◆ **TASK PROMPT**
Copy out all the records exactly.

==== MATERIAL SHOWN ====

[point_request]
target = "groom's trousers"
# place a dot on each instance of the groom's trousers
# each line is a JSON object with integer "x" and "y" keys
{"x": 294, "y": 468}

====

◆ **RESULT OF THE EXERCISE**
[point_request]
target = "groom's trousers"
# place a dot on each instance of the groom's trousers
# each line is a JSON object with integer "x" and "y" keys
{"x": 294, "y": 468}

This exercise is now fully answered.